═══ Reading passage
MPs are expected to return to an intense discussion on the opioid crisis Thursday as the Conservatives use their opposition day in the House of Commons to debate a motion asking the government to change course on its safe-supply policies.

Conservative Leader Pierre Poilievre has put forward a motion for debate that calls on the federal government to “immediately reverse its deadly policies and redirect all funds from taxpayer-funded, hard drug programs to addiction, treatment and recovery programs.”

Mr. Poilievre is disputing the government’s approach to dealing with the opioid crisis, including providing a safe supply of illicit drugs to people who are at high risk of overdose.

Thursday’s opposition day is one of a handful of days throughout the year in which an opposition party can put forward a motion for a day of debate on the floor of the House of Commons. The Conservative motion will be put to a vote next week.

Mental Health and Addictions Minister Carolyn Bennett said she welcomed the motion, adding “it is really important that Canadians understand how difficult it is to save lives in the face of the toxic drug supply and how important it is that we use all the tools at our disposal.”

She called the Conservatives’ policies on the subject “misguided.”

The opioid crisis comes to Ottawa

The government and the Conservatives have clashed repeatedly over the Liberals’ harm-reduction policy, with intense exchanges taking place recently between Mr. Poilievre and Prime Minister Justin Trudeau and, this week, between Mr. Poilievre and Ms. Bennett and Deputy Prime Minister Chrystia Freeland.

Mr. Poilievre this week called for an end to the “dollars for drugs” program of providing drugs to the addicted, saying funding should be diverted to treatment for addicts. “People are dying because the policies of the Prime Minister are killing them,” the Conservative Leader said at one point in Question Period.
══════
═══ Record set
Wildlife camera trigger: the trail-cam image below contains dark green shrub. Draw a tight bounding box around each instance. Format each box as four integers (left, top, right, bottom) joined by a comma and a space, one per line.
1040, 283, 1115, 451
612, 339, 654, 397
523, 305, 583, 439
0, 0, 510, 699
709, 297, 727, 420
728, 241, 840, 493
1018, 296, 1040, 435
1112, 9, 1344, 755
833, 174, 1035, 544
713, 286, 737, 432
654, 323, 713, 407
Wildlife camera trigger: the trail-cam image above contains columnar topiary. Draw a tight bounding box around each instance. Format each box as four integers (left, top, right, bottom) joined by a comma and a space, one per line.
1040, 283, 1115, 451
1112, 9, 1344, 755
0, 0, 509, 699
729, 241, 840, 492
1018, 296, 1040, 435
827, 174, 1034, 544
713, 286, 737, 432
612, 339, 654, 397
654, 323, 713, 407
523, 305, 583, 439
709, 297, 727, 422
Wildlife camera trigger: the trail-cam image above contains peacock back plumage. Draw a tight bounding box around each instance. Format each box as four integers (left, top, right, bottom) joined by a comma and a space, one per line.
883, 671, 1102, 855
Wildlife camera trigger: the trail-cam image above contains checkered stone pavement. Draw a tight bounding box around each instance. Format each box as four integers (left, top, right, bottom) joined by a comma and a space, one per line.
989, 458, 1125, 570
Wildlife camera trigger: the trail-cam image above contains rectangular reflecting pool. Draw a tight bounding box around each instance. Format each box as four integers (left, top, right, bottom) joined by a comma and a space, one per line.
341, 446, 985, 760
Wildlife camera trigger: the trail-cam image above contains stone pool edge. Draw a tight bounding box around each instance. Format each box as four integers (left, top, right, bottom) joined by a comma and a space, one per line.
══════
**What to do**:
1. Retype the part of the article on the opioid debate starting at "The government and" and ending at "Minister Chrystia Freeland.".
2. In the article on the opioid debate, what word did Carolyn Bennett use to describe the Conservatives' policies on the subject?
The saved lines are not needed for this work.

**Exercise results**:
1.
The government and the Conservatives have clashed repeatedly over the Liberals’ harm-reduction policy, with intense exchanges taking place recently between Mr. Poilievre and Prime Minister Justin Trudeau and, this week, between Mr. Poilievre and Ms. Bennett and Deputy Prime Minister Chrystia Freeland.

2. "Misguided."